Nascar has seen a gamut of manufacturers take to its tracks throughout its seven-decade-plus history, with varying degrees of success. Some have fell at the first Hurdle and others like Ford with 711 wins and 17 championship wins and Chevrolet with 814 Race wins and 40 Manufactures Championships. We take a look at how many manufacturers have raced in NASCAR and how successful they have been.
Over 29 car manufactures have raced in the NASCAR cup series of which 16 have won a race. These range from successful manufactures like, Ford, Chevrolet, Dodge and Toyota, to lesser-known brands like Henry, MG and Willys. Sports car producers Aston Martin and Porsche have also raced at the top level of NASCAR.
There is an overwhelming leaning towards USA manufacturers in all NASCAR series, however other countries have entered on occasion. We take a look at these below. As we head back it becomes much more difficult to get firm details so we will stick with the overall manufacturer in NASCAR (and make) rather than any models or sub groups. It also makes the table much MUCH easier to read!
Which Manufacturers Have Raced in the NASCAR Cup Series.
|Manufacturer||Country||Make or Model of Car||First and Last years in Cup Series|
|American Motors||USA||Nash, Hudson and AMC||1950s, 1978|
|Austin Healey||UK||Sprite||1961 and 1962|
|Chrysler||USA||Many including Dodge and Plymouth||1952 – 2012|
|Ford||USA||Many including Lincoln, Mustang and Mercury||1950s – Present Day|
|General Motors||USA||Chevrolet, Oldsmobile, Pontiac||1948 – Present Day|
|Kaiser-Frazer||USA||Henry||1949 – 1956|
|MG Motor||UK||MG||1954 – 1963|
|Packard||USA||1950 – 1956|
|Toyota||Japan||Camry||2007 – Present Day|
Which Countries have Competed in NASCAR
Although other manufacturers have fielded cars in the Nascar Cup Series, as you can see from the table above only 5 countries including the USA have entered a NASCAR race. Although there were rumors that Audi ( owned by Volkswagen may race a car these rumors have been denied by the company. It is looking more likely that Volkswagen, may look to Formula 1 before NASCAR with its Porsche engine with Red Bull, or Its Audi Engine and Maclaren.
Currently more women have raced in nascar than countries.
Which Manufacturers have Won a NASCAR Cup Series race?

OBJECTIVE: Please write the next part of the text above on NASCAR car manufacturers, starting right after its last heading.

DATA ROWS:

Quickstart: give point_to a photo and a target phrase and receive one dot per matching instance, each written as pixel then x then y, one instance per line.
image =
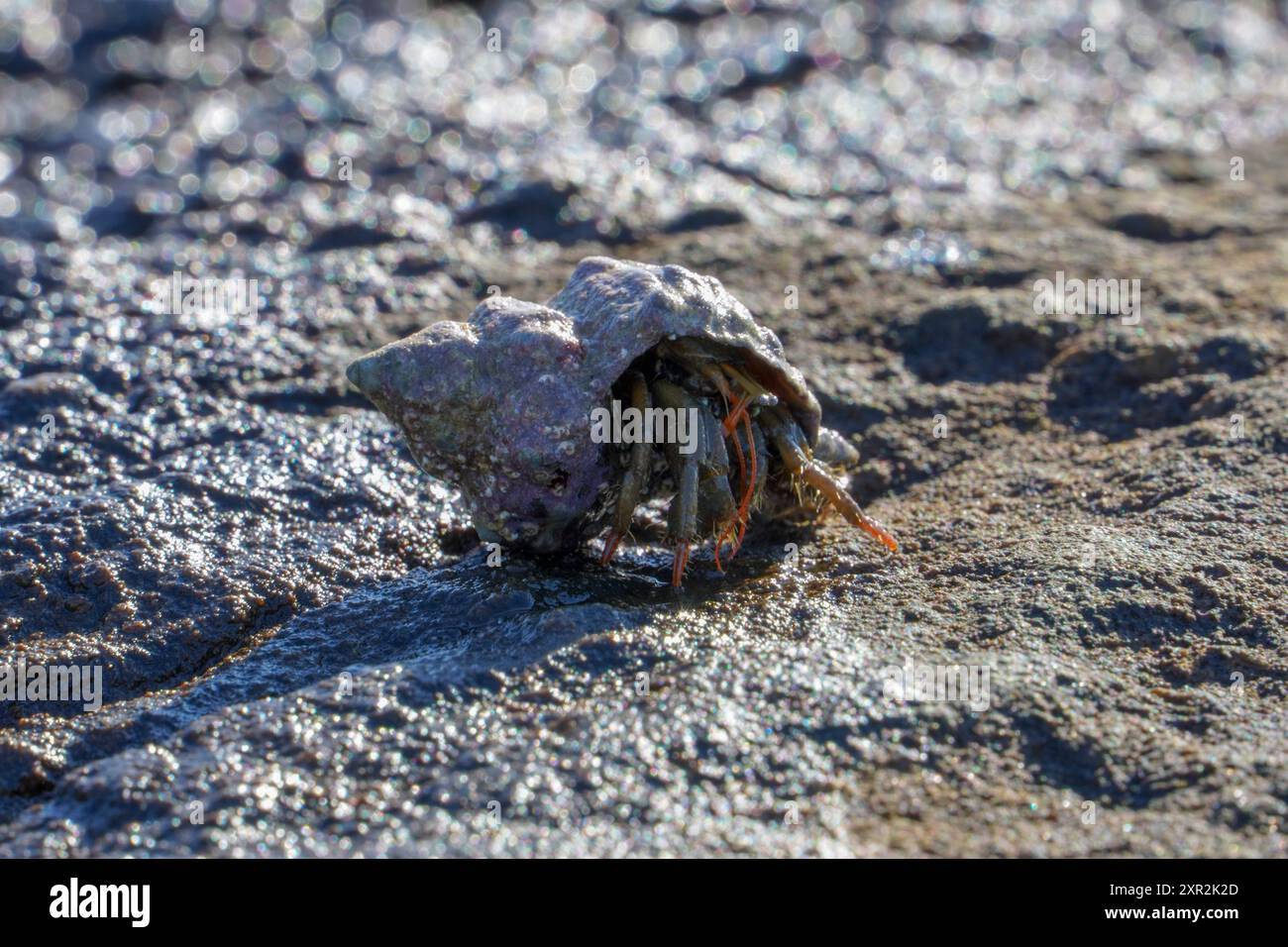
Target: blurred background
pixel 295 119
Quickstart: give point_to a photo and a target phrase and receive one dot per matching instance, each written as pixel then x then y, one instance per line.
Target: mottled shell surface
pixel 500 405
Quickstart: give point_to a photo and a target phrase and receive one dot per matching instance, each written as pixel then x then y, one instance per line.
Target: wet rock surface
pixel 303 644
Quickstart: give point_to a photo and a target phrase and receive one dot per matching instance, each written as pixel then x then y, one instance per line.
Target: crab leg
pixel 635 476
pixel 683 515
pixel 797 457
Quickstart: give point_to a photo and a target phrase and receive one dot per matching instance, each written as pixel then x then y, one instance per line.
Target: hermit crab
pixel 522 408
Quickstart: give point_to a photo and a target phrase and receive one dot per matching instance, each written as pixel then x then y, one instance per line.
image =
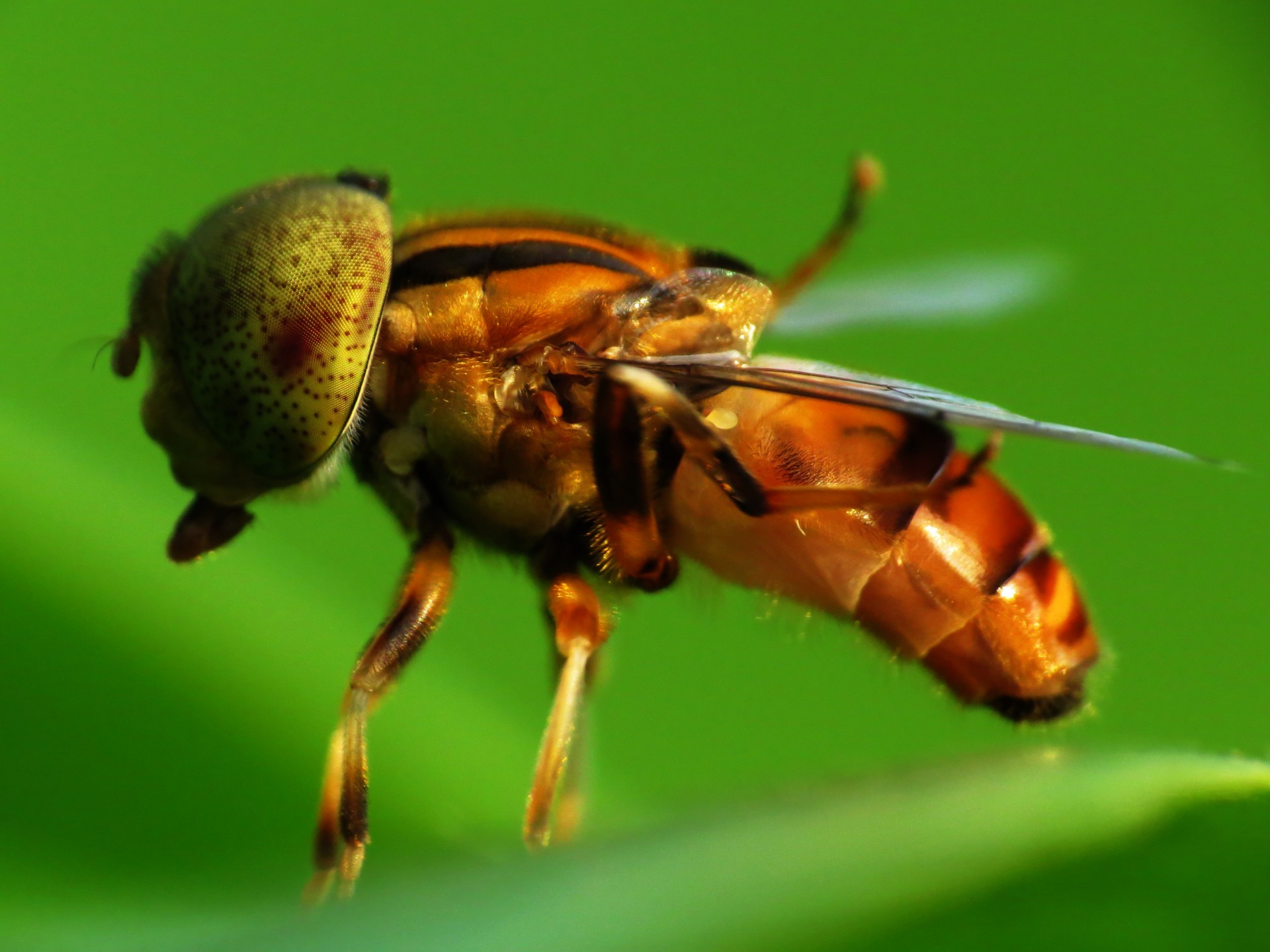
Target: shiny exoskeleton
pixel 586 399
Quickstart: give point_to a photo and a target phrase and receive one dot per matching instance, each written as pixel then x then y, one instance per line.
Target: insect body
pixel 586 399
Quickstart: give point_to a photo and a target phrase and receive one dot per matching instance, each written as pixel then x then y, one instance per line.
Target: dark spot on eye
pixel 290 349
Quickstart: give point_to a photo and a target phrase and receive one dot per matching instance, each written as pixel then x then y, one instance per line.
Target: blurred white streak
pixel 968 288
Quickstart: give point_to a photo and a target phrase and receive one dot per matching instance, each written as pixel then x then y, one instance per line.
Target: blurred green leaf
pixel 836 863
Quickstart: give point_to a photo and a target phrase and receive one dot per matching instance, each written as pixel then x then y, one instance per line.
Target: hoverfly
pixel 586 399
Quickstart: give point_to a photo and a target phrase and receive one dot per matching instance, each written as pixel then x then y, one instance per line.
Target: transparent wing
pixel 960 288
pixel 824 381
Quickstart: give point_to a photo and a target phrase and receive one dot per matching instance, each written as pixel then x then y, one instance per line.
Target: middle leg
pixel 579 631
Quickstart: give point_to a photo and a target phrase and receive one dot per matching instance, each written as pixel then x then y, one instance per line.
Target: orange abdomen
pixel 963 582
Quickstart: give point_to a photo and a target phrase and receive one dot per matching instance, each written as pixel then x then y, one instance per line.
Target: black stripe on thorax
pixel 437 266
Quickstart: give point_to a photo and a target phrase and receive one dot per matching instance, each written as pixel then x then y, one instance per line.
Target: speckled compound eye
pixel 275 306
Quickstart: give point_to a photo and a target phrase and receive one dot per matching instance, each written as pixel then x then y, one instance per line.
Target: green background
pixel 164 727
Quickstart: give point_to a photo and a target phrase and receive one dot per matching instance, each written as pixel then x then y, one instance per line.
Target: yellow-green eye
pixel 273 305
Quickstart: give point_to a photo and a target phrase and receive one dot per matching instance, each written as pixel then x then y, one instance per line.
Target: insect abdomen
pixel 963 582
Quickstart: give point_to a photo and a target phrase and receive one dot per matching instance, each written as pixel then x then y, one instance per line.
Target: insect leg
pixel 865 179
pixel 710 451
pixel 341 838
pixel 621 477
pixel 579 631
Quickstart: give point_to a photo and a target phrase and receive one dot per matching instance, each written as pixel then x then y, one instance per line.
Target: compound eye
pixel 275 306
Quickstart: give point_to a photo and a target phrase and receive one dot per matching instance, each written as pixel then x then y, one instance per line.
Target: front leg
pixel 342 815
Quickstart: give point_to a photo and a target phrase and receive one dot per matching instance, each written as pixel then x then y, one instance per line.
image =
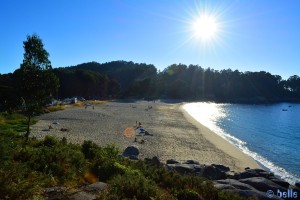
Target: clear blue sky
pixel 252 35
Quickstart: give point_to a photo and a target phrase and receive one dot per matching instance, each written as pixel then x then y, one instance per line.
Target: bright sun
pixel 205 27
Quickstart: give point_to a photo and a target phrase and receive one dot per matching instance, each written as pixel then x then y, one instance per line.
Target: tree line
pixel 122 79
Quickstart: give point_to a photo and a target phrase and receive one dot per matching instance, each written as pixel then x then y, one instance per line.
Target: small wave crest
pixel 209 119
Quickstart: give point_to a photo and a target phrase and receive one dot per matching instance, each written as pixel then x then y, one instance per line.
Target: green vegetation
pixel 27 168
pixel 33 84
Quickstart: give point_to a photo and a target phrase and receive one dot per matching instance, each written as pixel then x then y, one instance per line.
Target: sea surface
pixel 268 133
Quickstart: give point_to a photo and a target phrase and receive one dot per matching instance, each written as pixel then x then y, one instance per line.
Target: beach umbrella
pixel 129 132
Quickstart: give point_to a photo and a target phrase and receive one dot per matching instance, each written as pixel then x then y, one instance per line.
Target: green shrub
pixel 187 194
pixel 132 185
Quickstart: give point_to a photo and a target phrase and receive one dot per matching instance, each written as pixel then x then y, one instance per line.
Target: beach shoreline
pixel 242 160
pixel 176 135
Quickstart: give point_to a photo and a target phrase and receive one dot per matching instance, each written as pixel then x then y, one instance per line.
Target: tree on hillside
pixel 34 80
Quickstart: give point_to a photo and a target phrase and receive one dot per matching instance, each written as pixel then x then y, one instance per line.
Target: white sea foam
pixel 209 113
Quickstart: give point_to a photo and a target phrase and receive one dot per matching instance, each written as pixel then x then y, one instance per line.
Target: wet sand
pixel 176 135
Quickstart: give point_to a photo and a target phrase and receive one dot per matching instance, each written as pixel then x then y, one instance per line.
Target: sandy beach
pixel 176 135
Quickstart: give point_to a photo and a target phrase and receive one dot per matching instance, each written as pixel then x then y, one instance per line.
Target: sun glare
pixel 205 27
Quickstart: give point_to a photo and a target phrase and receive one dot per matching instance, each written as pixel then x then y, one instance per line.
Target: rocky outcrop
pixel 252 182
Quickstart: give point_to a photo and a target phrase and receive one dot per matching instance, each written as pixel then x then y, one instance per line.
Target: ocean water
pixel 268 133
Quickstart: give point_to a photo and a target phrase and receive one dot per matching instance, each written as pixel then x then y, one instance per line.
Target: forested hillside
pixel 121 79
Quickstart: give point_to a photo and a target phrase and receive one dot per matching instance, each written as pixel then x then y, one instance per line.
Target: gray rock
pixel 181 168
pixel 224 186
pixel 261 184
pixel 82 196
pixel 133 157
pixel 192 162
pixel 172 161
pixel 131 151
pixel 155 161
pixel 248 174
pixel 55 192
pixel 280 182
pixel 213 173
pixel 236 184
pixel 221 167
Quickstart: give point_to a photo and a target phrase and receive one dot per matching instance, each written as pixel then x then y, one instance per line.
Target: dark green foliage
pixel 132 185
pixel 34 83
pixel 52 157
pixel 187 194
pixel 25 170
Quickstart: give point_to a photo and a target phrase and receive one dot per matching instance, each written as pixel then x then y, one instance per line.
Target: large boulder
pixel 235 184
pixel 192 162
pixel 257 194
pixel 280 182
pixel 131 151
pixel 221 167
pixel 181 168
pixel 153 161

TASK OUTPUT:
There are 16 manufactures that have won in NASCAR top levels. and Although the familiar faces of NASCAR top the lists there are a few surprised in there. Did you know a Jaguar won a race for example!
- Chevrolet (814)
First win: 3/26/1955 Columbia Speedway, Fonty Flock
Last win: 11/7/2021 Phoenix Raceway, Kyle Larson
Chevrolet is the all-around most successful manufacturer is Nascar Cup Series history. It leads the series in both race victories (814) and manufacturer’s titles (40), the latter of which included an impressive streak from 2003 through 2015.
The Chevy brand has been the most successful in the Cup series since overtaking Ford for that honor in 2015. It captured its milestone 800th race win in Cup with Chase Elliot at the inaugural event at the Circuit of the Americas in Austin, Texas in May of 2021.
Chevy models that have found victory on Cup tracks include the Bel Air/Biscayne, Chevelle/Laguna, Impala, Monte Carlo, Lumina, Chevy SS and, of course, the Camaro.
- Ford (711)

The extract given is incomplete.